[Problem details] Where the word "floor" occurs in a line of the listing, please copy the line.

[Material for the task]
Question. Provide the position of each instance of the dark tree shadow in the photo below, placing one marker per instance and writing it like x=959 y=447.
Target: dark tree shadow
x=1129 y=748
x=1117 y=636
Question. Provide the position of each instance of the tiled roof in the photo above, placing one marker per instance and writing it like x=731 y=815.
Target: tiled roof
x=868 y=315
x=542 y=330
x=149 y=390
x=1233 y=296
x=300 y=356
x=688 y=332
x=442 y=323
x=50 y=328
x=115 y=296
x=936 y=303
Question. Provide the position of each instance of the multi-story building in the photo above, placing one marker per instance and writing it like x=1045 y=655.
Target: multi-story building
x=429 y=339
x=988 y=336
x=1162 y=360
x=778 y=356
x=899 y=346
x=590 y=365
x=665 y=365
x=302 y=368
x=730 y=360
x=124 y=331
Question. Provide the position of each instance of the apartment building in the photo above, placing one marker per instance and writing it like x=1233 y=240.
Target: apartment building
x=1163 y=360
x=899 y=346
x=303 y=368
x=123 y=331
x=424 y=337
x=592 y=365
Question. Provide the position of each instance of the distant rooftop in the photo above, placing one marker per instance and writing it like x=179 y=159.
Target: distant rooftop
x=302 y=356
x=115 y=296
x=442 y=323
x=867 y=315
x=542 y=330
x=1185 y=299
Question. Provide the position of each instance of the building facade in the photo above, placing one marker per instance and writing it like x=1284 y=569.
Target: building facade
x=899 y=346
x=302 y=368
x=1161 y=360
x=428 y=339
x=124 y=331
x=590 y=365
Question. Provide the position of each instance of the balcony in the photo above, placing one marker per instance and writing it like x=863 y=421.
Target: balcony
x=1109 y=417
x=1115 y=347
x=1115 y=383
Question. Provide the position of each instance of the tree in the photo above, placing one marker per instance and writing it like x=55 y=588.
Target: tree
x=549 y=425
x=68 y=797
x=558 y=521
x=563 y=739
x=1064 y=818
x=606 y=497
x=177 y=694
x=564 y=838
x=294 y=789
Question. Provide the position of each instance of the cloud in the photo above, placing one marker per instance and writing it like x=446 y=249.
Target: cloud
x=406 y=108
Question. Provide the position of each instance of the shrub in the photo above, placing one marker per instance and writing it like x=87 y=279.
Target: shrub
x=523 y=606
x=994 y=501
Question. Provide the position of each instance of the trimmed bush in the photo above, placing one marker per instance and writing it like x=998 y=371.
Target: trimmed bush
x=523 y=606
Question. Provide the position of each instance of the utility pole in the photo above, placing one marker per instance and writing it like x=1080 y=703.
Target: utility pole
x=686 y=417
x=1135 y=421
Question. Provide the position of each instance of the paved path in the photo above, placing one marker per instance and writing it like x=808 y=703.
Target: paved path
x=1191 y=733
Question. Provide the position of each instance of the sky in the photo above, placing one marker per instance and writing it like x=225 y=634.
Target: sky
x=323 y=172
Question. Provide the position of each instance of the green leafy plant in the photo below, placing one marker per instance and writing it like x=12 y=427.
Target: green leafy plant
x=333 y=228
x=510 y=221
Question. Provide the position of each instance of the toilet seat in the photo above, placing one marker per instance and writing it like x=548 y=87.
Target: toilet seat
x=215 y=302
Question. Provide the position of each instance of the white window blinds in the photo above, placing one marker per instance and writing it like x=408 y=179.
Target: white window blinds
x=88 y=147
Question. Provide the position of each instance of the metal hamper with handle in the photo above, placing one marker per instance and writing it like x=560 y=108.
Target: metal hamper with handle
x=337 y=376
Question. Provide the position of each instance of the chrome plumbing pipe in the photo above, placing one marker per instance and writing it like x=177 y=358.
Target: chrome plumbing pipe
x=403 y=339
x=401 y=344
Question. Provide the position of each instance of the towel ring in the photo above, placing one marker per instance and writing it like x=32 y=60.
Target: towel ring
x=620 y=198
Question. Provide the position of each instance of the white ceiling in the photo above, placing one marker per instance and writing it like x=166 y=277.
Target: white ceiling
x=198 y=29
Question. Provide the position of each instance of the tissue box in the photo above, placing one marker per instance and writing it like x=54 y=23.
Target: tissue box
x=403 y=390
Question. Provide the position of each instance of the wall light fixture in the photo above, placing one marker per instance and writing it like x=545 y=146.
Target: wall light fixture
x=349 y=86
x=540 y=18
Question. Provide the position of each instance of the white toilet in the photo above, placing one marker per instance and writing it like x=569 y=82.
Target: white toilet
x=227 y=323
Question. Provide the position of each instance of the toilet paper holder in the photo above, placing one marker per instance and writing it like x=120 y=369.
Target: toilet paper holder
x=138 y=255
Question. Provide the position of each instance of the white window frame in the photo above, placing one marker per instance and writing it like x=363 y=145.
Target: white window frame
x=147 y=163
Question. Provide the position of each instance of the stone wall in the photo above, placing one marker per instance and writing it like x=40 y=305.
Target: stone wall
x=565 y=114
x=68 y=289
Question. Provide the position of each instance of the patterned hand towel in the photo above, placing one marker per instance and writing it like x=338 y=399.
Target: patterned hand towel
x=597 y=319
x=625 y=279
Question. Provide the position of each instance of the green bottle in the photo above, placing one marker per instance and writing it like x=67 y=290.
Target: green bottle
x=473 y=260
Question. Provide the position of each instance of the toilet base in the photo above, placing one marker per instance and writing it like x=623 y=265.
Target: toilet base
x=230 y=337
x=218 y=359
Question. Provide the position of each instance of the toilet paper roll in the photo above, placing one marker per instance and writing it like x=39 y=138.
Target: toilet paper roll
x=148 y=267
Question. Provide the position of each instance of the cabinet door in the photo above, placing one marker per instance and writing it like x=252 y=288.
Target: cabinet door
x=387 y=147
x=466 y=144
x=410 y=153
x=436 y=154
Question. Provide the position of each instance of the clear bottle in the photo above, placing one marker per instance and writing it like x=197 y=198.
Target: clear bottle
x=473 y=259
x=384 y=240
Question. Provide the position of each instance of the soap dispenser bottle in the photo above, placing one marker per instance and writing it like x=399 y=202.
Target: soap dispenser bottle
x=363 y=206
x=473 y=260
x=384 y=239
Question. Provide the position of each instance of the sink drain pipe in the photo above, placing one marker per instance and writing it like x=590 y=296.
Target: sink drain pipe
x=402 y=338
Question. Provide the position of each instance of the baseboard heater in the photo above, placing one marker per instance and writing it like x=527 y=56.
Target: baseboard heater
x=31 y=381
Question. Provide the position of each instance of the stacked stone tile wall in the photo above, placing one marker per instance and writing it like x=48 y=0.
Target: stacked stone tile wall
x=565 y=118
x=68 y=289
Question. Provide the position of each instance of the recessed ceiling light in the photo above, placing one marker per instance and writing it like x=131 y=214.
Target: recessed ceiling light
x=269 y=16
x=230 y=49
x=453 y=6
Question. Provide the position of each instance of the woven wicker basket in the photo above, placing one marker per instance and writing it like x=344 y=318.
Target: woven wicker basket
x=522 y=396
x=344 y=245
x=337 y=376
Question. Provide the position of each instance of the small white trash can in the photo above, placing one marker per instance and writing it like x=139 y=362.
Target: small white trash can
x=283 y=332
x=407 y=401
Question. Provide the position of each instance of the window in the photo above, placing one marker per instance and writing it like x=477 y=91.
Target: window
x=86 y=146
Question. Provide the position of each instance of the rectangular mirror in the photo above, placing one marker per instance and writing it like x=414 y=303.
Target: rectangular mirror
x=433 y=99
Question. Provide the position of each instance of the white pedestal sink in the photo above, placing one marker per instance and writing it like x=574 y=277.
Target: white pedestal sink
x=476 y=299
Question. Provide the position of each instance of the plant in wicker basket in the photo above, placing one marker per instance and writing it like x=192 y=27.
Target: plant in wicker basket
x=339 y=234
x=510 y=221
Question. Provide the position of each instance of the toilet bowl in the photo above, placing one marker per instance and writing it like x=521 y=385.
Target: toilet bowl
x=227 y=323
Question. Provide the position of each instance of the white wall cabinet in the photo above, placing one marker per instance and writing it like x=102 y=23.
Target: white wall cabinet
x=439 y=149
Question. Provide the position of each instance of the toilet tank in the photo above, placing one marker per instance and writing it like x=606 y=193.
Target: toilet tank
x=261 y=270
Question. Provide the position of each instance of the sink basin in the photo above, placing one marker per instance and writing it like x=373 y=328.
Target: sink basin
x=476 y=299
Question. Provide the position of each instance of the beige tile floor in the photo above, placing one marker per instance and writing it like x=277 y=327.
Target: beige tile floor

[Response area]
Question. Provide the position of each instance of the beige tile floor in the photo above, placing one marker per instance and writing it like x=277 y=327.
Target: beige tile floor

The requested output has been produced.